• [EXERCISE] In the passage on the deal ending the war with Iran, within how many days must American forces retreat from the "proximity" of Iran?

• [TEXT PASSAGE]
#####
President Trump said the U.S. will resume bombing if Iran attempts to build a nuclear weapon.
It gets worse. New York Times:
Regime change? The government in Tehran is emerging from the war even more hard-line and emboldened, despite being decapitated at the outset of the conflict in late February. Some analysts said Iran had effectively chased the U.S. military out of the region, given the deal’s requirement that American forces retreat from the “proximity” of Iran within 30 days.
Ballistic missiles and proxy militias? The agreement does nothing to address Iran’s missile arsenal or its support of Israel’s enemies, like Hezbollah in Lebanon and the Houthis in Yemen.
What really sticks in the craw of some Israeli government officials is that the U.S. blockade was close to causing an "imminent collapse" of the Iranian economy.
The Jerusalem Post reports that "ministers were told that Iran's economy had deteriorated sharply under the US-led naval blockade of the Strait of Hormuz and that the regime was approaching a critical point."
"The Iranians are now on the verge of economic collapse," cabinet ministers were told.
"There are shortages of basic goods and medicines, and long lines at gas stations," senior security officials reportedly said during Tuesday's cabinet meeting.
The U.S. plan to force the Iranians to cut their oil production, starving the government of critically needed cash, was beginning to work. "The Iranians began reducing oil production, meaning the initial stages of shutting down oil fields had begun," officials said.
The bitter truth is that the U.S. sanctions at the beginning of the 2010s were also sending the Iranian economy to the brink. Barack Obama rescued Tehran at the time by striking the nuclear deal, which gave them hundreds of billions of dollars and access to international financial channels, saving the government.
In truth, it's hard to know how close Iran was to "collapse." But the rush to ink a deal to end the war was not due to any foreign policy goals, but because of political necessity. The war was very unpopular among Trump's strongest supporters, and with the midterm elections coming in a few months, signing a deal may have avoided a GOP wipeout at the polls.
David Horowitz, former editor at the Jerusalem Post and current editor of The Times of Israel, didn't pull any punches in describing the deal as "a catastrophic capitulation to Iran’s aggressors" which "leaves Israel vulnerable and constrained."
The deal manifestly empowers and finances a mass-murdering regime. It elevates the Islamic Republic to a regional powerhouse. It abandons the Iranian people to whom Trump promised that help was on its way.
#####
• [RECORD EXTRACTS]
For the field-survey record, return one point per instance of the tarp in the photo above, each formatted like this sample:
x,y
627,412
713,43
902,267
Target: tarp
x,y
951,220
#####
• [ANSWER SECTION] Within 30 days.